▶ **Prompt**
Express the rows below as a two-column CSV with the header instruction,points. Begin at the line that has "of the weathered" and stop after the line that has "528], [669, 585]]". Give one CSV line per row, with the row's text and its answer each in a single quoted field and line breaks turned into spaces.

**** Data provided ****

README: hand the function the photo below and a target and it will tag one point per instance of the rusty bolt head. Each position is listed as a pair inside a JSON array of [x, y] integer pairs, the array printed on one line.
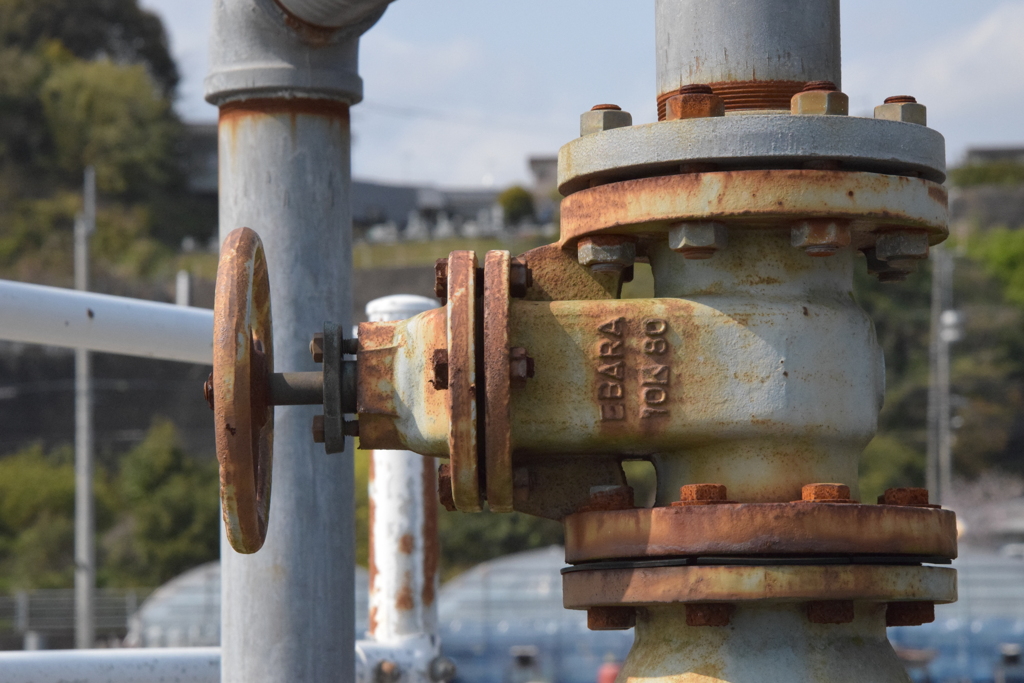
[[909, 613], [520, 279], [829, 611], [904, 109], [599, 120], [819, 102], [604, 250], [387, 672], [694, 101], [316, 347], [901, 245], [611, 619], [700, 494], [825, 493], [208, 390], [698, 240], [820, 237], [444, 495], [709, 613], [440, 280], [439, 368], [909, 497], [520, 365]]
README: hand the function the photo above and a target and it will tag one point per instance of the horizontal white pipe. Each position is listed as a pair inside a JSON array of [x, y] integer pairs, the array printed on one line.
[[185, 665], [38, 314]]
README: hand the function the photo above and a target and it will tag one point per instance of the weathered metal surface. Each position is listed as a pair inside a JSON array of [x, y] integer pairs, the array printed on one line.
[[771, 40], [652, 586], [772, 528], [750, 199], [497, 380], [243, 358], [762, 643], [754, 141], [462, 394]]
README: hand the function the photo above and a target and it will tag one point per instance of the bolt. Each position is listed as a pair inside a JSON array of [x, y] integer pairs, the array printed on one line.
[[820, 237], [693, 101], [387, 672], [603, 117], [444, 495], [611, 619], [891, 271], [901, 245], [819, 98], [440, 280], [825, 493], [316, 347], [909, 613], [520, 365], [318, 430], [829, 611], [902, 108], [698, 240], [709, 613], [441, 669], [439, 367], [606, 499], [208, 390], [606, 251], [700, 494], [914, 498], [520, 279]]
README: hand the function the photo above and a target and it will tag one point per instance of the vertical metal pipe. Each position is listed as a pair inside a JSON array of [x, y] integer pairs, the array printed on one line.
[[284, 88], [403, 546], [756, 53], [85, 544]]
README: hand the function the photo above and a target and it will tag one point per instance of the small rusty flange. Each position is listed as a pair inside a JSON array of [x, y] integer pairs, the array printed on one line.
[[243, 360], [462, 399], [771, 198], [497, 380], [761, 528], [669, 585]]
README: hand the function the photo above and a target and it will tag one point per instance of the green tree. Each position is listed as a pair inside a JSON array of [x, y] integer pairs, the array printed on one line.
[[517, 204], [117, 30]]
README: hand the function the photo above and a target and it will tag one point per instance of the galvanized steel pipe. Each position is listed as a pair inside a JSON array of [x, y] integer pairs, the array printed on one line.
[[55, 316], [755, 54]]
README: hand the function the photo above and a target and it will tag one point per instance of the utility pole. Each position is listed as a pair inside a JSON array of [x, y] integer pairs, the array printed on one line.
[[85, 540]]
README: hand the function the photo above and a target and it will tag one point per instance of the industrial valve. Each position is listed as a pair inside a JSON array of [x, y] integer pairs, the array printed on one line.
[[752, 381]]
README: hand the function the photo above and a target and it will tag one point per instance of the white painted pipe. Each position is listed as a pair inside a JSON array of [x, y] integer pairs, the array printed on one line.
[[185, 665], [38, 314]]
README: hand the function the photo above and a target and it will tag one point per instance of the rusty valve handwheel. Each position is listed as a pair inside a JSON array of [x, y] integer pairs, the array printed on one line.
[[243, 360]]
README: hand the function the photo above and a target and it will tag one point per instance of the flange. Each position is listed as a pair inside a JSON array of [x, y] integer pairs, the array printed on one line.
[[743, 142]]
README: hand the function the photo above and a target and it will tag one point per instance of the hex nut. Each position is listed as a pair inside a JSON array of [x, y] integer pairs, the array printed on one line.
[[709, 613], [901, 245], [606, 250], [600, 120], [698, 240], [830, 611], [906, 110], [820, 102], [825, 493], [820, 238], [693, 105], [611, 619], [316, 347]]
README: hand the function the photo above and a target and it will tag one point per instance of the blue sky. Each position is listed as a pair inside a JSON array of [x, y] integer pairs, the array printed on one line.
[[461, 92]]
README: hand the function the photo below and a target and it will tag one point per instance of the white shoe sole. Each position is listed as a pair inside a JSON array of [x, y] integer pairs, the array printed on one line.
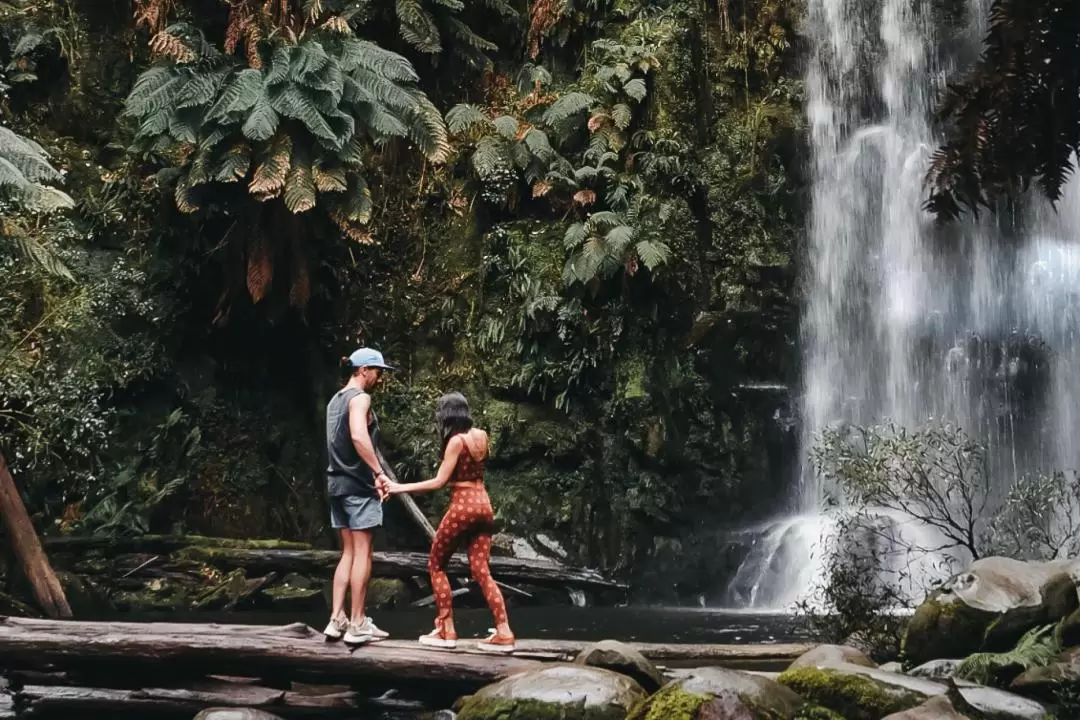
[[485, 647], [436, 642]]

****
**** Data provided ****

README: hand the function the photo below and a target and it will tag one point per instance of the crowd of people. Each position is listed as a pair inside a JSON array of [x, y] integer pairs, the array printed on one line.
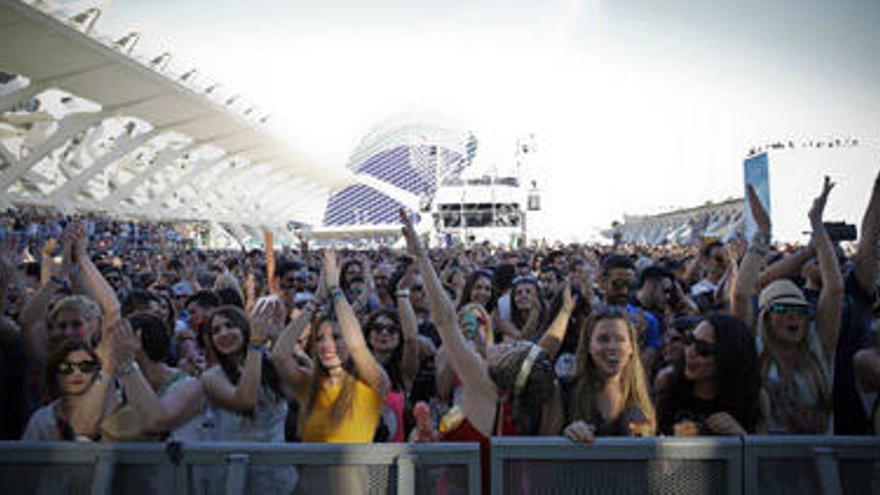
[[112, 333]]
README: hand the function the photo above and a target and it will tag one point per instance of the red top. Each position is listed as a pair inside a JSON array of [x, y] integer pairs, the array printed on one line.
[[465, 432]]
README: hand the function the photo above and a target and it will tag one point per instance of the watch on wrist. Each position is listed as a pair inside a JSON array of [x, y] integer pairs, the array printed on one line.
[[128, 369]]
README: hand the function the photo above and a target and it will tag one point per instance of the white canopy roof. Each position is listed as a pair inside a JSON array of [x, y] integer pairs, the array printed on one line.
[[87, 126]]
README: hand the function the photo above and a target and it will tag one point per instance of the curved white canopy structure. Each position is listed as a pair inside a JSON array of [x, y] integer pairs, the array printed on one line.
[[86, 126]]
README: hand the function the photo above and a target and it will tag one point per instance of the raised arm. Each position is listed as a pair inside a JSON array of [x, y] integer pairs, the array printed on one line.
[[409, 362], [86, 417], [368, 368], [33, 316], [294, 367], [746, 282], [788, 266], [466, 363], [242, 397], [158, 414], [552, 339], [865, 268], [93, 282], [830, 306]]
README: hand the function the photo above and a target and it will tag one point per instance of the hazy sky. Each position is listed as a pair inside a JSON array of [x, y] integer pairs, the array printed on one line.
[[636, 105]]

****

▶ **Response to this exercise**
instruction,points
"README: hand the function the photo above and a target and it will tag one point per instance of the weathered metal surface. Each position is listed as a pair inside a JSON array of [x, y] integer pairs, the array printed on one line.","[[771, 40], [652, 586], [772, 528], [750, 199], [497, 380], [243, 358], [762, 643], [754, 141], [462, 394]]"
"README: hand the function the photo above and a target and it will tag one point per instance of the bolt. Each position is listed as a pair inside a JSON array of [x, y] integer pairs, the array printed on one line.","[[820, 237], [693, 101], [387, 672], [603, 117], [444, 495], [611, 619], [891, 271], [901, 245], [819, 98], [440, 280], [825, 493], [316, 347], [909, 613], [520, 365], [318, 430], [829, 611], [902, 108], [698, 240], [709, 613], [441, 669], [439, 367], [606, 499], [208, 390], [606, 251], [700, 494], [914, 498], [520, 279]]"
"README: hand the function the photo above and a target and it will tag one point per instance of the vertical metal pipe. Each position is listed as a pair inside a JSON array of [x, y] integer pairs, the array printed on one line.","[[284, 88], [403, 546], [756, 53], [85, 544]]"
"README: hand the function the photo above and a target and it will tag one point per instance of the small rusty flange. Each position is listed as a pair inside a JSON array of [x, y] integer pairs, the array printed on one line.","[[243, 360], [462, 399], [771, 198], [497, 380], [761, 528], [669, 585]]"